[Stored dataset records]

-*-*-

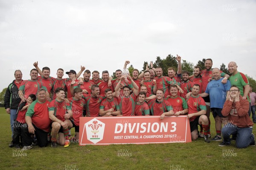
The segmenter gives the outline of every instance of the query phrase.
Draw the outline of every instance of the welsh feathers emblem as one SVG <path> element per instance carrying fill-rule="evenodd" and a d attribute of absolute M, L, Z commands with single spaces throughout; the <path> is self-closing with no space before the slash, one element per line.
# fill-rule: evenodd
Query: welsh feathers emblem
<path fill-rule="evenodd" d="M 97 121 L 94 121 L 93 122 L 93 124 L 90 124 L 88 126 L 89 127 L 90 127 L 92 129 L 92 130 L 91 132 L 95 135 L 99 132 L 99 130 L 98 130 L 99 128 L 99 127 L 102 127 L 102 125 L 98 124 Z"/>

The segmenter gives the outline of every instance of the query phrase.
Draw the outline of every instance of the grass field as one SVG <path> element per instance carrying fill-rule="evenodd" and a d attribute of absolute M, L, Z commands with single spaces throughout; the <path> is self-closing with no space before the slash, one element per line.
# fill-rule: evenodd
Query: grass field
<path fill-rule="evenodd" d="M 64 148 L 38 146 L 22 152 L 10 148 L 9 115 L 0 108 L 0 170 L 253 170 L 256 147 L 239 149 L 221 147 L 203 138 L 191 143 L 120 144 Z M 212 116 L 211 132 L 215 135 Z M 72 134 L 74 134 L 72 129 Z M 256 134 L 256 130 L 253 132 Z M 120 154 L 118 153 L 125 153 Z M 121 155 L 122 156 L 120 156 Z"/>

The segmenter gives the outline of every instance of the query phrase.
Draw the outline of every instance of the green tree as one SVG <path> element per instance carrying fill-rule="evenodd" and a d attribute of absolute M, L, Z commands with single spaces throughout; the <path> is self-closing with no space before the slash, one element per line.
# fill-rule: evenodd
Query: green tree
<path fill-rule="evenodd" d="M 144 64 L 143 64 L 143 67 L 142 68 L 143 70 L 142 71 L 144 72 L 144 71 L 145 71 L 146 70 L 146 67 L 147 66 L 147 64 L 148 64 L 148 61 L 144 61 Z M 148 68 L 149 68 L 150 67 L 150 66 L 149 66 L 149 65 L 148 65 Z"/>
<path fill-rule="evenodd" d="M 3 89 L 2 92 L 0 93 L 0 103 L 3 103 L 4 102 L 4 95 L 7 88 L 5 88 Z"/>
<path fill-rule="evenodd" d="M 186 60 L 182 60 L 181 63 L 181 69 L 182 70 L 186 70 L 189 72 L 189 75 L 193 74 L 193 71 L 194 70 L 194 64 Z"/>
<path fill-rule="evenodd" d="M 199 66 L 201 67 L 202 70 L 205 69 L 205 66 L 204 66 L 204 62 L 205 62 L 205 58 L 203 58 L 202 61 L 199 60 L 198 61 L 198 63 L 196 64 L 197 66 Z"/>
<path fill-rule="evenodd" d="M 247 75 L 245 75 L 248 78 L 250 85 L 253 88 L 253 92 L 256 92 L 256 81 L 252 77 L 250 77 Z"/>
<path fill-rule="evenodd" d="M 225 65 L 223 63 L 222 63 L 222 64 L 221 65 L 221 67 L 220 67 L 220 70 L 222 72 L 224 72 L 226 74 L 227 74 L 230 76 L 231 75 L 230 73 L 228 71 L 228 69 L 226 67 L 226 65 Z"/>

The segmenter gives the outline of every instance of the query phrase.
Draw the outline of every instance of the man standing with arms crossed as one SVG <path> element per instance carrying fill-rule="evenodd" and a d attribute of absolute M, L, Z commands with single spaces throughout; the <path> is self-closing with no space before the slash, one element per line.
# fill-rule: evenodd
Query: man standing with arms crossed
<path fill-rule="evenodd" d="M 206 107 L 204 99 L 198 95 L 200 90 L 200 86 L 198 84 L 195 84 L 193 86 L 191 95 L 186 101 L 189 107 L 187 116 L 189 119 L 192 140 L 198 138 L 198 125 L 202 125 L 204 141 L 209 143 L 210 141 L 207 135 L 208 119 L 205 115 Z"/>
<path fill-rule="evenodd" d="M 4 107 L 6 113 L 10 114 L 12 138 L 13 135 L 13 123 L 17 118 L 16 112 L 20 102 L 20 98 L 19 97 L 19 88 L 23 81 L 21 71 L 20 70 L 15 70 L 14 77 L 15 80 L 9 84 L 4 95 Z M 9 144 L 9 147 L 14 146 L 12 141 Z"/>
<path fill-rule="evenodd" d="M 120 107 L 117 99 L 113 97 L 113 93 L 110 89 L 107 89 L 104 92 L 106 98 L 100 103 L 99 115 L 102 116 L 120 115 Z"/>
<path fill-rule="evenodd" d="M 226 124 L 228 120 L 227 118 L 221 114 L 221 110 L 226 101 L 227 93 L 229 92 L 231 86 L 229 80 L 225 84 L 222 83 L 224 78 L 221 77 L 221 72 L 218 68 L 212 69 L 212 72 L 214 79 L 208 84 L 205 92 L 199 95 L 202 97 L 208 95 L 210 97 L 210 107 L 215 120 L 216 133 L 216 135 L 211 141 L 221 141 L 222 124 Z"/>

-*-*-

**EXERCISE DESCRIPTION**
Please copy the records word for word, from the start of the records through the line containing "97 121 L 94". Leave the pictures out of your copy.

**TASK RESPONSE**
The segmenter gives the outline of every instance of the query phrase.
Draw the outline of every instance of the welsh feathers emblem as one SVG <path> element per instance carrying fill-rule="evenodd" and a d attribute of absolute M, L, Z commands with single spaces throughout; the <path> is self-closing with no space before the slash, one element per line.
# fill-rule: evenodd
Query: welsh feathers emblem
<path fill-rule="evenodd" d="M 97 121 L 94 121 L 93 122 L 93 124 L 90 124 L 88 126 L 89 127 L 90 127 L 92 129 L 92 130 L 91 132 L 95 135 L 99 132 L 99 130 L 98 130 L 99 128 L 99 127 L 102 127 L 102 125 L 98 124 Z"/>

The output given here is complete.